DIRECTIVE 1
Rewrite the paragraph of the passage on recovering accounting data below that begins "Many sophisticated data entry systems" as a short bulleted list that keeps its main facts.
DIRECTIVE 2
Decide whether each statement agrees with the passage on recovering accounting data below. Answer yes or no for each one, and quote the words of the passage that decide it.
(a) Rekeying lost transactional data may take another business day.
(b) The transactional log is kept only on paper.
(c) Existing accounting systems never need changes to include a transactional log.
DIRECTIVE 3
In the passage on recovering accounting data below, which items are listed as examples of a paper transaction audit trail?

PASSAGE SHOWN
━━━

After the restoring the files, the users must now rekey all lost transactional data that has been entered since the last backup. In most cases, the time to rekey the lost transactional data may consume another business day. Also note the importance of maintaining an adequate paper transaction audit trail to retype this data, e.g., extra copies of invoices and receipts, paper vouchers, extra check copies, in accounting systems that rely of batch backup strategies.

Many sophisticated data entry systems attempt to minimize the time lost from retyping transactional data by storing a second copy of the transactional data in a transactional log (file) stored on tape or other secondary media. For example, as an accounts payable check is processed in an online environment all information concerning this check, e.g., debits, credits, invoices to be paid, amounts, etc. will also be stored in a transactional accounts payable log as well as updating the appropriate accounts payable ledger and journals. Existing accounting systems may have to be redesigned to include a transactional log. In addition, there is a need to develop software that will process inputs from the transactional log, rather processing data from the normal data entry method.

━━━

ENTRIES SUPPLIED

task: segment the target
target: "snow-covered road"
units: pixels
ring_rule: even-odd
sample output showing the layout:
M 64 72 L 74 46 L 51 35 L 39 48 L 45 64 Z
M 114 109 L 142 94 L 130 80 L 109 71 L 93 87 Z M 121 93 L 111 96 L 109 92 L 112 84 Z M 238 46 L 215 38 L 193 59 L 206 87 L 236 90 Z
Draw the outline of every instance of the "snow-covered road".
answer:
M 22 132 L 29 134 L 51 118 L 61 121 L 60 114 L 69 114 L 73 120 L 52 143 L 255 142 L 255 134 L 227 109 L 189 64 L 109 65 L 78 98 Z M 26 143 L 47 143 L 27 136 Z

━━━

TASK SOLUTION 1
- Many sophisticated data entry systems reduce retyping time by keeping a second copy of transactional data in a transactional log on tape or other secondary media.
- For example, when an accounts payable check is processed online, all of its information (debits, credits, invoices to be paid, amounts) goes into a transactional accounts payable log while the accounts payable ledger and journals are also updated.
- Existing accounting systems may need to be redesigned to include such a log.
- Software must also be developed to process inputs from the transactional log instead of from the normal data entry method.

TASK SOLUTION 2
(a) Yes: "the time to rekey the lost transactional data may consume another business day"
(b) No: "stored on tape or other secondary media"
(c) No: "Existing accounting systems may have to be redesigned to include a transactional log."

TASK SOLUTION 3
Extra copies of invoices and receipts, paper vouchers, and extra check copies.